- **Your instructions**
Reproduce the entries below from the first line through the line containing "xmin=405 ymin=294 xmax=435 ymax=310", with the overview and description lines included and every bounding-box coordinate shifted by -39. Omit the pictures from the output.

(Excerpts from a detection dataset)
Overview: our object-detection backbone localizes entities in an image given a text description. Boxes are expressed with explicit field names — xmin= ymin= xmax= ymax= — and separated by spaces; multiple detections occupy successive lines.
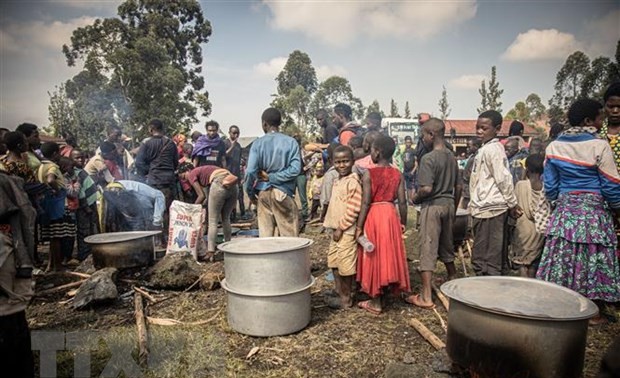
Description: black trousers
xmin=471 ymin=212 xmax=508 ymax=276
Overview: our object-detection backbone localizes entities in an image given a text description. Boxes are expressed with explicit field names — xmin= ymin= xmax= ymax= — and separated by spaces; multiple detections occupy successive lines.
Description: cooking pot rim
xmin=84 ymin=231 xmax=161 ymax=244
xmin=448 ymin=298 xmax=596 ymax=322
xmin=217 ymin=236 xmax=314 ymax=255
xmin=441 ymin=276 xmax=598 ymax=322
xmin=220 ymin=275 xmax=316 ymax=297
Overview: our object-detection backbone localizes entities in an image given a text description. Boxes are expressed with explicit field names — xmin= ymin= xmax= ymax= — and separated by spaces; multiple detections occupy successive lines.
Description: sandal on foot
xmin=357 ymin=301 xmax=381 ymax=315
xmin=325 ymin=296 xmax=343 ymax=310
xmin=405 ymin=294 xmax=435 ymax=310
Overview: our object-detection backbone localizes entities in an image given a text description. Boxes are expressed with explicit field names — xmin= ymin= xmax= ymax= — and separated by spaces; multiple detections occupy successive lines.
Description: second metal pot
xmin=221 ymin=278 xmax=314 ymax=337
xmin=84 ymin=231 xmax=161 ymax=269
xmin=218 ymin=237 xmax=313 ymax=295
xmin=441 ymin=277 xmax=597 ymax=378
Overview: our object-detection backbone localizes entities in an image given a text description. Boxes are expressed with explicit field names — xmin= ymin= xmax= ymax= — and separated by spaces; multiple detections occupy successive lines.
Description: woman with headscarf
xmin=536 ymin=99 xmax=620 ymax=323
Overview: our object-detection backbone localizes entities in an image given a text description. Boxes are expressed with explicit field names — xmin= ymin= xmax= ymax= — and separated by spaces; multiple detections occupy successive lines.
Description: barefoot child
xmin=355 ymin=135 xmax=410 ymax=315
xmin=511 ymin=154 xmax=545 ymax=278
xmin=323 ymin=146 xmax=362 ymax=309
xmin=37 ymin=142 xmax=75 ymax=271
xmin=469 ymin=110 xmax=521 ymax=276
xmin=405 ymin=118 xmax=461 ymax=308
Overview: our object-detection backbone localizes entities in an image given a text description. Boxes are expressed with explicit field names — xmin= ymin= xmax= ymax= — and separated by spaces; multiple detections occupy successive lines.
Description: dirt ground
xmin=27 ymin=210 xmax=620 ymax=377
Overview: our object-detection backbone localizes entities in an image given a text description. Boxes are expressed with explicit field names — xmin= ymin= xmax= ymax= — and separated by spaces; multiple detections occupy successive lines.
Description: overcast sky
xmin=0 ymin=0 xmax=620 ymax=136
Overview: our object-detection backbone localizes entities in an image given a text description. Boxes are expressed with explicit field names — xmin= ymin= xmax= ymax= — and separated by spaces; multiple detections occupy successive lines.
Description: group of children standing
xmin=323 ymin=111 xmax=544 ymax=314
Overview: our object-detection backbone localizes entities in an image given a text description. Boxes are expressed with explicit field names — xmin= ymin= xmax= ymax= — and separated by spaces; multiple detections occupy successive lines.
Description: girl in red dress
xmin=356 ymin=135 xmax=410 ymax=315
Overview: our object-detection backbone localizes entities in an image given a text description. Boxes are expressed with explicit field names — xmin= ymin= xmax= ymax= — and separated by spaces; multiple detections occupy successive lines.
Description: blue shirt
xmin=543 ymin=133 xmax=620 ymax=209
xmin=117 ymin=180 xmax=166 ymax=226
xmin=245 ymin=132 xmax=301 ymax=198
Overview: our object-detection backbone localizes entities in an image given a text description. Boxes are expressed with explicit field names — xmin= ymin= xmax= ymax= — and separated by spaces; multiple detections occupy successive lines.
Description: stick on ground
xmin=409 ymin=318 xmax=446 ymax=350
xmin=132 ymin=286 xmax=157 ymax=303
xmin=35 ymin=280 xmax=86 ymax=297
xmin=134 ymin=292 xmax=149 ymax=367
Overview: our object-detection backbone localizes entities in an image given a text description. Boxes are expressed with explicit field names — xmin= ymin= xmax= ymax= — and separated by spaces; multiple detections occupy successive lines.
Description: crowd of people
xmin=0 ymin=83 xmax=620 ymax=376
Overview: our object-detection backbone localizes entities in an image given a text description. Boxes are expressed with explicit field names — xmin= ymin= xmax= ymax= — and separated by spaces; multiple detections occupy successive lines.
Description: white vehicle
xmin=381 ymin=118 xmax=420 ymax=146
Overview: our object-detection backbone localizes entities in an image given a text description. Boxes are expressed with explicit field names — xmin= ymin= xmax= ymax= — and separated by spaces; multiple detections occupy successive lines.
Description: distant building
xmin=445 ymin=119 xmax=540 ymax=155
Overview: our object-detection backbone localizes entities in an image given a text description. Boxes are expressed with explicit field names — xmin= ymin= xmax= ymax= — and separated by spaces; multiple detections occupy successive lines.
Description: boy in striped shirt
xmin=323 ymin=146 xmax=362 ymax=309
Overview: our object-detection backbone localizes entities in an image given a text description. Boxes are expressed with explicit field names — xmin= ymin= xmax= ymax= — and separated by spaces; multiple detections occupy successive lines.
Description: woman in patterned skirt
xmin=536 ymin=99 xmax=620 ymax=323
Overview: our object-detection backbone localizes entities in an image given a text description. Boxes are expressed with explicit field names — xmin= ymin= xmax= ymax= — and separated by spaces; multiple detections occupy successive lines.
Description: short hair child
xmin=405 ymin=118 xmax=460 ymax=308
xmin=323 ymin=145 xmax=362 ymax=308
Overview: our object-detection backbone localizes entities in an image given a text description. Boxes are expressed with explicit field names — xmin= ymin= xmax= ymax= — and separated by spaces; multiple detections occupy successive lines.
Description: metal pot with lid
xmin=441 ymin=277 xmax=598 ymax=378
xmin=218 ymin=237 xmax=314 ymax=295
xmin=84 ymin=231 xmax=161 ymax=269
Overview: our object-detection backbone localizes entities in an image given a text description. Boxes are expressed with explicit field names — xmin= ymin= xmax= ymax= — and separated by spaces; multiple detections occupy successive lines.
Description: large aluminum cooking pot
xmin=221 ymin=276 xmax=314 ymax=337
xmin=441 ymin=277 xmax=598 ymax=378
xmin=84 ymin=231 xmax=161 ymax=269
xmin=218 ymin=237 xmax=313 ymax=295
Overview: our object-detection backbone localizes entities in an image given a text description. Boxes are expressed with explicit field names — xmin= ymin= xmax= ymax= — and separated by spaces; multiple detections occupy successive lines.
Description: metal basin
xmin=84 ymin=231 xmax=161 ymax=269
xmin=237 ymin=229 xmax=258 ymax=238
xmin=221 ymin=277 xmax=314 ymax=337
xmin=441 ymin=277 xmax=598 ymax=378
xmin=218 ymin=237 xmax=313 ymax=295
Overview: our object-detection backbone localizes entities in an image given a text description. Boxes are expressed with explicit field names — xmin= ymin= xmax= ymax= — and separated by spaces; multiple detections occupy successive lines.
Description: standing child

- **Completed task**
Overview: our object-detection backbone localizes entities in an image given a text description. Boxes are expressed with explicit field names — xmin= ymin= xmax= ymax= — and separated by spaces; multiple detections occupy successive lines.
Description: black trousers
xmin=432 ymin=173 xmax=469 ymax=237
Overview: our object-detection backbone localizes entities in an image given a text description. Boxes are expressed with explicit field names — xmin= ymin= xmax= ymax= — and separated by spaces; multiple detections occupy successive lines.
Description: cooking pot rim
xmin=45 ymin=192 xmax=122 ymax=205
xmin=409 ymin=259 xmax=557 ymax=283
xmin=178 ymin=197 xmax=275 ymax=216
xmin=402 ymin=237 xmax=559 ymax=283
xmin=181 ymin=236 xmax=277 ymax=258
Overview: our object-detection backbone localizes entities in an image given a text description. Boxes are expressed with explicit field names — xmin= ymin= xmax= ymax= — and separated by spaces; multiple detections occupy successive lines.
Description: sandal on foot
xmin=318 ymin=262 xmax=342 ymax=276
xmin=286 ymin=257 xmax=304 ymax=271
xmin=366 ymin=255 xmax=396 ymax=271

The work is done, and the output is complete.